BRIEF 1: In the model train track discussion, for how long did the first poster run trains on the carpet oval without track problems?
BRIEF 2: Carry on the model train track discussion from its last sentence.

DOCUMENT EXCERPT:
I have bought several Lionel sets in the past 10 years that featured fastrack. Rarely used track since my layout is all Gargaves track and only used around Christmas tree during the holidays.

Recently set up a 4x8 oval on carpet , connected track ,different shades of grey and it works as advertised , after reading this article went and double checked for all issues described,  everything's fine.  Not fastened in any fashion other than regular assembly 

Running trains in it for 10 days no problems with track, all is well, 

KUDOS LIONEL 

I've used Atlas track since the very early 2000s on my permanent layouts & it provides the best all-around track "experience", IMO.  But, Atlas will not work well if the layout is transitional/carpet central.

So, on my "seasonal" layouts, i use Fastrack - and  have for a number of years.  I originally chose Fastrack because of its convenience as well as performance as well as sturdiness as well as looks as well as availability (whew!).

Never have had a significant problem.  It's a very good track system - the best - for non-permanent and semi-permanent layouts, IMO.

 

John H,

   What I have found over building lots of different layouts is that the very best safe guard you can do for your track, no matter what kind, is to assemble the layout properly, screw it down and leave it alone. Then make sure you keep the Track clean for best running results.  The more you disassemble any layout, the more the Track wears and is damaged while working with it.

Contour labeling entries:
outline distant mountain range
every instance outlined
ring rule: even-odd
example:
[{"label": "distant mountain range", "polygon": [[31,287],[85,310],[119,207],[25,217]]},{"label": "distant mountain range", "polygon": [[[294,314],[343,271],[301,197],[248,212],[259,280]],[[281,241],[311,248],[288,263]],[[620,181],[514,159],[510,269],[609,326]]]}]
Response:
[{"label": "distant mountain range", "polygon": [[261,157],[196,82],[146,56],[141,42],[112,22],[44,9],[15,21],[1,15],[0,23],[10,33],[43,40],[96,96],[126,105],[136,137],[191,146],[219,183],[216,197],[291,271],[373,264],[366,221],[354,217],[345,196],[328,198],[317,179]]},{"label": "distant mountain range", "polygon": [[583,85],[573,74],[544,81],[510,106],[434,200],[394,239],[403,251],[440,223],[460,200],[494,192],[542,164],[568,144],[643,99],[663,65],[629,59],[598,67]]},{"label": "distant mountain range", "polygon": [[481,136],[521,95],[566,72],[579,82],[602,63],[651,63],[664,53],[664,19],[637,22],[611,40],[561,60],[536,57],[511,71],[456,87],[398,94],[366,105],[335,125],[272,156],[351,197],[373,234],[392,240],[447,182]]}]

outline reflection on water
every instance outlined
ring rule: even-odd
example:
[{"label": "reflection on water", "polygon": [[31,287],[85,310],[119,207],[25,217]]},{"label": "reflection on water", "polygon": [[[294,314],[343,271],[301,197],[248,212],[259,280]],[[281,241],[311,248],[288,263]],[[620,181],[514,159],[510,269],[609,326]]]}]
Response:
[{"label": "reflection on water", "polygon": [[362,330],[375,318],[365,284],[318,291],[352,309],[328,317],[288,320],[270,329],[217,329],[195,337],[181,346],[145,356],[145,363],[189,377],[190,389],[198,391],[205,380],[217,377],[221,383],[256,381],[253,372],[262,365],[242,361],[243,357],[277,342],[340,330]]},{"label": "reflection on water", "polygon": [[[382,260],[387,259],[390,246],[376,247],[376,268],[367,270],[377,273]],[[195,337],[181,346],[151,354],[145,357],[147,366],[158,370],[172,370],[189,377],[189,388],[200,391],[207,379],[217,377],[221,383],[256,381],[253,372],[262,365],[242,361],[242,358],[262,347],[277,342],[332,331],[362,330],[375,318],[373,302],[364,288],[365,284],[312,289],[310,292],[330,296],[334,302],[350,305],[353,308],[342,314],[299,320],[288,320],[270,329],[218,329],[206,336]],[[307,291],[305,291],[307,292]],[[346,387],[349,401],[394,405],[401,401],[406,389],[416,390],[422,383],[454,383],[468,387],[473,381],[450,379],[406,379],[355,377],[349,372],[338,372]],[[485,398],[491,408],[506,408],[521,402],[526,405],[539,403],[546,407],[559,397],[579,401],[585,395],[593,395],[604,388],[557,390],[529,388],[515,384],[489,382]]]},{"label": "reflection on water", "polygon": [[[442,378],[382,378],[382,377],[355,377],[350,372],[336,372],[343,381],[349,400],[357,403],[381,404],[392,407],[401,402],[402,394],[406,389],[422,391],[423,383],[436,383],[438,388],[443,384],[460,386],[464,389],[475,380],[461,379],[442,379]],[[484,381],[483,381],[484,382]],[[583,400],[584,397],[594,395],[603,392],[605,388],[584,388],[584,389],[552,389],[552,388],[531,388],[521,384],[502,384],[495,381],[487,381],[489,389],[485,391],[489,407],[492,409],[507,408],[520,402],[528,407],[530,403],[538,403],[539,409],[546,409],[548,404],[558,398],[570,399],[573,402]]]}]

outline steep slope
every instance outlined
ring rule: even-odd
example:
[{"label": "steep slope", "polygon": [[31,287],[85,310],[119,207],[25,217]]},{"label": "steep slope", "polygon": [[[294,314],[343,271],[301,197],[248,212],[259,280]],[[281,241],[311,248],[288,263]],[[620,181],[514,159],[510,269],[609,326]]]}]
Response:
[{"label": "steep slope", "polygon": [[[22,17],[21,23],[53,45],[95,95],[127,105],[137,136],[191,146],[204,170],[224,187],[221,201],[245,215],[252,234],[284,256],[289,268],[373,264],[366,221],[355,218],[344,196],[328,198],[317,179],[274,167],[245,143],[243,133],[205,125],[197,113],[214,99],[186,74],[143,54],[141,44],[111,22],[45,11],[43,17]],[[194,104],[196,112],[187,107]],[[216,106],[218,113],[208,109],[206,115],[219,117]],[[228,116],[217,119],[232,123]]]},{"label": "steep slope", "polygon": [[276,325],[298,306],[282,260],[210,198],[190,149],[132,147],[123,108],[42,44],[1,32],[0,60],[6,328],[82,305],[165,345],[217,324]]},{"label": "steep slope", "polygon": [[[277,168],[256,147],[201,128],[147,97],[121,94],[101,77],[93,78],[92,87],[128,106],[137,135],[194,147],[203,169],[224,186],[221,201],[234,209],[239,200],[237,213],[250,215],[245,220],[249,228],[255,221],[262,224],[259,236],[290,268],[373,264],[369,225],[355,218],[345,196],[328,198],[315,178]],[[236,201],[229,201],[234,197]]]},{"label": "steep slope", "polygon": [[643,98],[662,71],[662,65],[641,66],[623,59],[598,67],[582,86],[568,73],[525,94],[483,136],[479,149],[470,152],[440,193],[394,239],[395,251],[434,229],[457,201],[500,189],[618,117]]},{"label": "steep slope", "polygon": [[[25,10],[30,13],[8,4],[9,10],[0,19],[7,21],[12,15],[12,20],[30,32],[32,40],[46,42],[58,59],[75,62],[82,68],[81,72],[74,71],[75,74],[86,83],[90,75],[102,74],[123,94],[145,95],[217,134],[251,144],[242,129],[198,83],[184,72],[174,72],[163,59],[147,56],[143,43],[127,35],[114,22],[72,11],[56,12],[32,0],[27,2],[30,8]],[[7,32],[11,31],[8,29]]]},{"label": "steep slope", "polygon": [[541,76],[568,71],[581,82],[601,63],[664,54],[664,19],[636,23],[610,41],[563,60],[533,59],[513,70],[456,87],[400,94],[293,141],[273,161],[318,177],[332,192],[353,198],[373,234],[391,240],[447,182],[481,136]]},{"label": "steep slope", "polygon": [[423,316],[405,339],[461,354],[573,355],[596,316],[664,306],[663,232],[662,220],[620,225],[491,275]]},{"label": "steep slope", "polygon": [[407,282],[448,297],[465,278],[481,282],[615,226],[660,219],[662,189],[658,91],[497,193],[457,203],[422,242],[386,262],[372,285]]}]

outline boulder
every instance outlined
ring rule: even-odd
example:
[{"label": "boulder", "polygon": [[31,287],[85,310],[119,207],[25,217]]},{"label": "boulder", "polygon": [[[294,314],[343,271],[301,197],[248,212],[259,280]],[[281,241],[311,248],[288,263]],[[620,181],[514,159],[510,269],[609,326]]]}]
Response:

TASK ANSWER 1: Ten days.

TASK ANSWER 2:
PCRR/Dave

 

I did find two sources for snap track that seem to offer very good prices. Nicholas Smith Trains is selling 30" and 40" sections at almost a bargain price (I just ordered 1 box of a dozen 30") and Trainz has Switches (only 31") also at a bargain price. So far no 42" curves (I am using 6 42" tubular track at one end of the Hogwarts setup and 6 snap track on the other end). The snap tracks, at least for me, work out better and cheaper than fast track.

John

The Fastrack I use on my Christmas Tree loop must be first generation,because despite the fact that the track is over ten tears old it  is  very diffucult to seprate once joined and the seam literally disappears when the sections are joined.Great stuff! The track has Patten Applied For molded into the underside,it has that a way to tell early from late?

Phil,

The best way to tell the difference is by understanding the picture shown, of the different generations of FT.  The actual difference in the track is shown in the picture here in this post.  The Black Center Rail is a definite identifier of the 1st Generation FT Also.  The 2nd Generation which is almost as good, has no Black Center Rail.  This 2nd generation is more than likely what you own.